BEGIN EXCERPTED TEXT
The Birth of Venus () is one of the most famous paintings by 19th-century painter William-Adolphe Bouguereau. It depicts not the actual birth of Venus from the sea, but her transportation in a shell as a fully mature woman from the sea to Paphos in Cyprus. She is considered the epitome of the Classical Greek and Roman ideal of the female form and beauty, on par with Venus de Milo.

For Bouguereau, it is considered a tour de force. The canvas stands at just over  high, and  wide. The subject matter, as well as the composition, resembles a previous rendition of this subject, Sandro Botticelli's The Birth of Venus, as well as Raphael's The Triumph of Galatea.

Description

At the center of the painting, Venus stands nude on a scallop shell being pulled by a dolphin, one of her symbols. Fifteen putti, including Cupid and his lover Psyche, and several nymphs and centaurs have gathered to witness Venus' arrival. Most of the figures are gazing at her, and two of the centaurs are blowing into conch and Triton shells, signaling her arrival.

Venus is considered to be the embodiment of feminine beauty and form, and these traits are shown in the painting. Her head is tilted to one side, and her facial expression reflects that she is calm and comfortable with her nudity. She raises her arms, arranging her thigh-length, brown hair, swaying elegantly in an "S" curve contrapposto, emphasizing the curves of her body.
END EXCERPTED TEXT
BEGIN EXTRACTED DATA
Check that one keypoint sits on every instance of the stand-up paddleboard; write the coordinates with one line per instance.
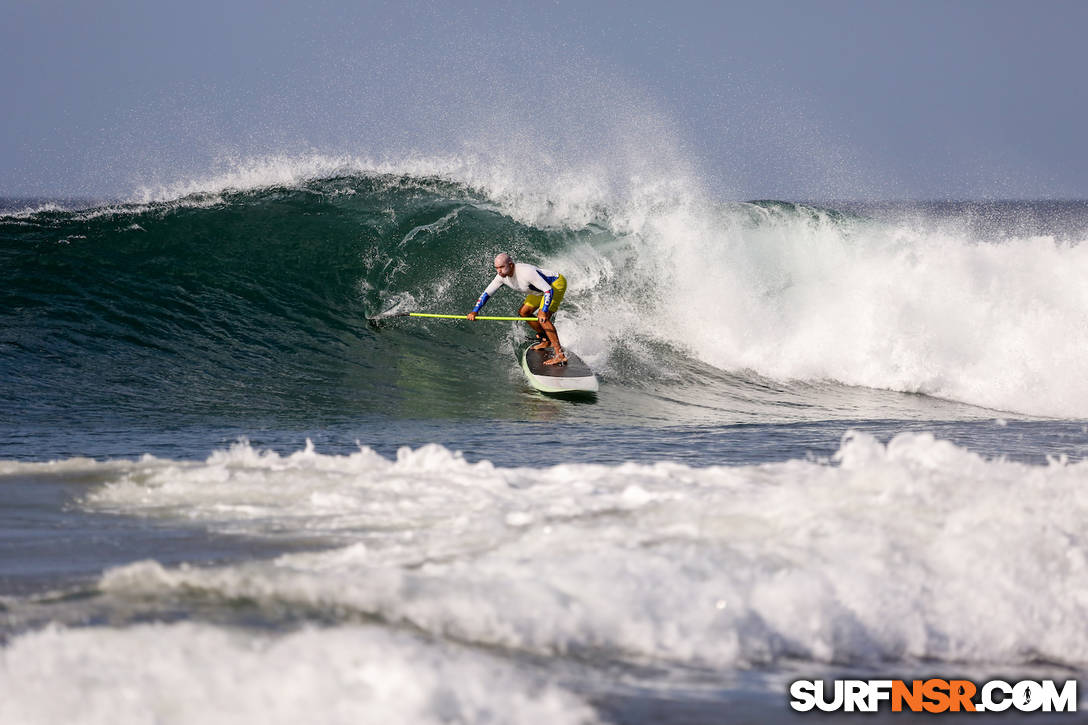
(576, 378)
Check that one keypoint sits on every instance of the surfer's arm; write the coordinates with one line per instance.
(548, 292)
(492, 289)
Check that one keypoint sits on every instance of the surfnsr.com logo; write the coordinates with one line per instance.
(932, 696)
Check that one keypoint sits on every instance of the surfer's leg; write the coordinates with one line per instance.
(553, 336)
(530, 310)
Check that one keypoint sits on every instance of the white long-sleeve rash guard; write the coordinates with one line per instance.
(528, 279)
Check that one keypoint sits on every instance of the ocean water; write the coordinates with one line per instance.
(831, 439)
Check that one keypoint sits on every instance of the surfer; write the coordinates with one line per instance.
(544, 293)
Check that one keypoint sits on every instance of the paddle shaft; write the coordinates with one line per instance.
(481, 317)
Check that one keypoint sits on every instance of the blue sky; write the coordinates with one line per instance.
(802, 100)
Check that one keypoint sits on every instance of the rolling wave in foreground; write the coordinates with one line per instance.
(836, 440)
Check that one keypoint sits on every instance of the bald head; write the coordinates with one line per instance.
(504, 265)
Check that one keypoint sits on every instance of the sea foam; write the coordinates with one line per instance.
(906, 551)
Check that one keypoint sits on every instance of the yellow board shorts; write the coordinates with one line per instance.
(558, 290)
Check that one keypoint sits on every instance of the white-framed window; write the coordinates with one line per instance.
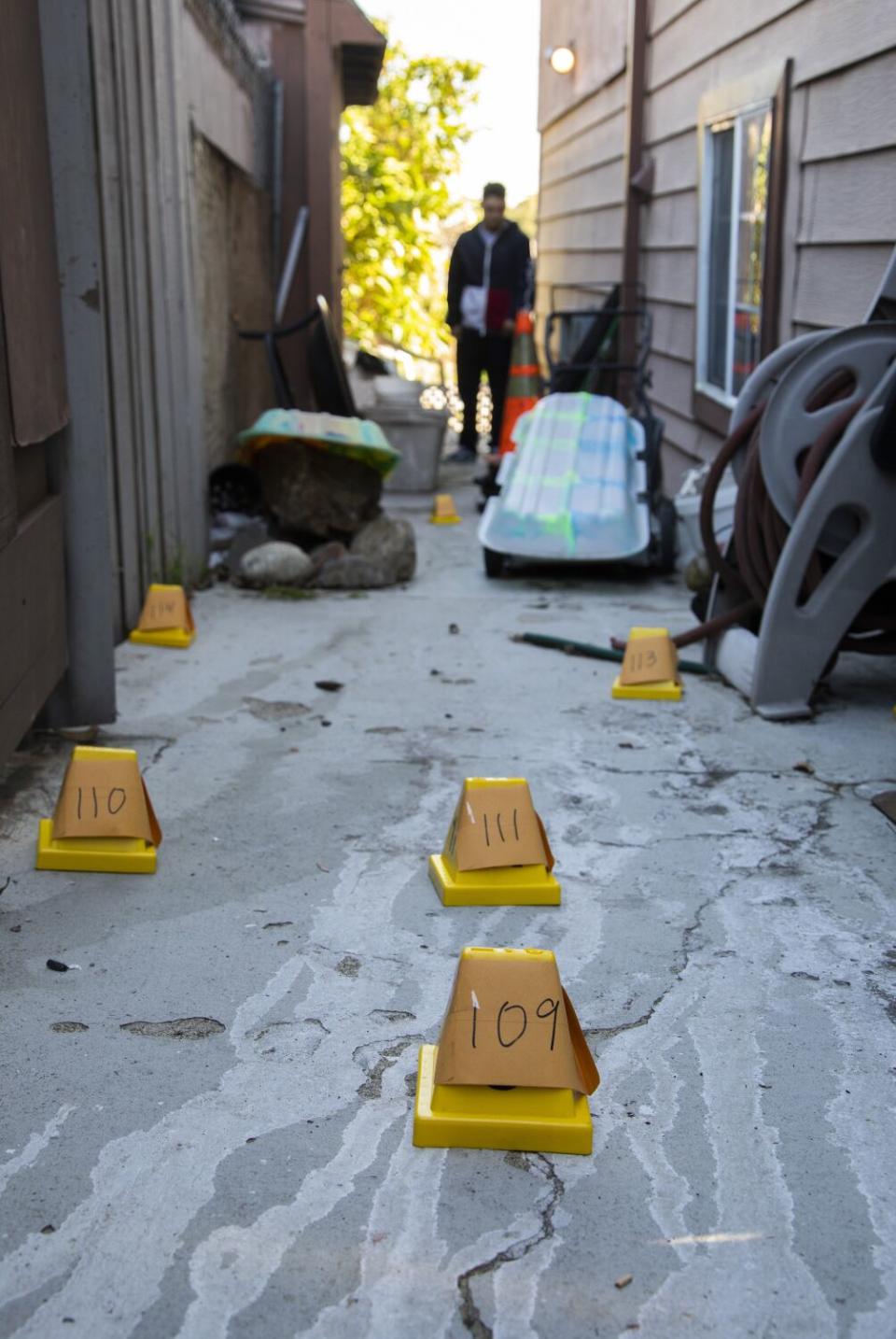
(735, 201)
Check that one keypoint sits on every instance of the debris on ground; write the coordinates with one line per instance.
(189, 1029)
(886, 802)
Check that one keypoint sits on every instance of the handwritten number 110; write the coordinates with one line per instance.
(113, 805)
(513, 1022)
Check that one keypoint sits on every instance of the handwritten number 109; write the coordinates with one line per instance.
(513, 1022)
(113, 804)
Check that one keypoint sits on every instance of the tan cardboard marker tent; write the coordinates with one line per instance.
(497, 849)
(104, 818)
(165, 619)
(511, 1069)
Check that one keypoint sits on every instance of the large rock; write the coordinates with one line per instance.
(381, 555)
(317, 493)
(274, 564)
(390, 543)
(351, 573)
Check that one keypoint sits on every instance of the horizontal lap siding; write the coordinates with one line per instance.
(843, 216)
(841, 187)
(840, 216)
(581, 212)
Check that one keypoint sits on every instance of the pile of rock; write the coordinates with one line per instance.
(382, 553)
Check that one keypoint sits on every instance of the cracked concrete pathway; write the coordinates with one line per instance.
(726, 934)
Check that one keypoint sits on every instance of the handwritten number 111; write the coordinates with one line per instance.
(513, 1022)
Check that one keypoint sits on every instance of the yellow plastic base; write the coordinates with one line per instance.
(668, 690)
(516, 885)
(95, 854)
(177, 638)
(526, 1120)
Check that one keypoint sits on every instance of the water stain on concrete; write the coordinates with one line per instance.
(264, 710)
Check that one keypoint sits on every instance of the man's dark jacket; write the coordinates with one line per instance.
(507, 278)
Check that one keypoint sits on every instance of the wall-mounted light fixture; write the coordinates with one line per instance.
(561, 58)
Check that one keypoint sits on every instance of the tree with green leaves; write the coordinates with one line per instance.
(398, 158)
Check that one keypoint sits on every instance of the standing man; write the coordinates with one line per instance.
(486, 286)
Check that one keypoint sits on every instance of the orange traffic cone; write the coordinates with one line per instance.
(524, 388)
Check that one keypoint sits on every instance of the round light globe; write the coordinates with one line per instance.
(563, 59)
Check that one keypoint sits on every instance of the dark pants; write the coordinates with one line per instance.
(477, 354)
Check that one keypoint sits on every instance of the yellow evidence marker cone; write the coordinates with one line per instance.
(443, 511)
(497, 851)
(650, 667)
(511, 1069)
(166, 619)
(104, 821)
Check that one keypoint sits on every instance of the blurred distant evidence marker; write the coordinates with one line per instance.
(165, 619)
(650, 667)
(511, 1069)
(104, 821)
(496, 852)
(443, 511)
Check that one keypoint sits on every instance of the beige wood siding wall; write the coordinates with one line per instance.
END EXTRACTED DATA
◆ SHORT PROBLEM 1 ◆
Repeat the passage about The Birth of Venus word for word, between "For Bouguereau, it" and "Triumph of Galatea.", inclusive.
◆ SHORT PROBLEM 2 ◆
Return each line of the listing in which the string "dark" occurs.
The passage about The Birth of Venus and the listing bear no relation to each other.

◆ TASK RESULT 1 ◆
For Bouguereau, it is considered a tour de force. The canvas stands at just over  high, and  wide. The subject matter, as well as the composition, resembles a previous rendition of this subject, Sandro Botticelli's The Birth of Venus, as well as Raphael's The Triumph of Galatea.

◆ TASK RESULT 2 ◆
Check that one keypoint sits on every instance of the man's dark jacket; write the coordinates with one line per instance.
Check that one keypoint sits on every instance of the dark pants; write the coordinates with one line per instance.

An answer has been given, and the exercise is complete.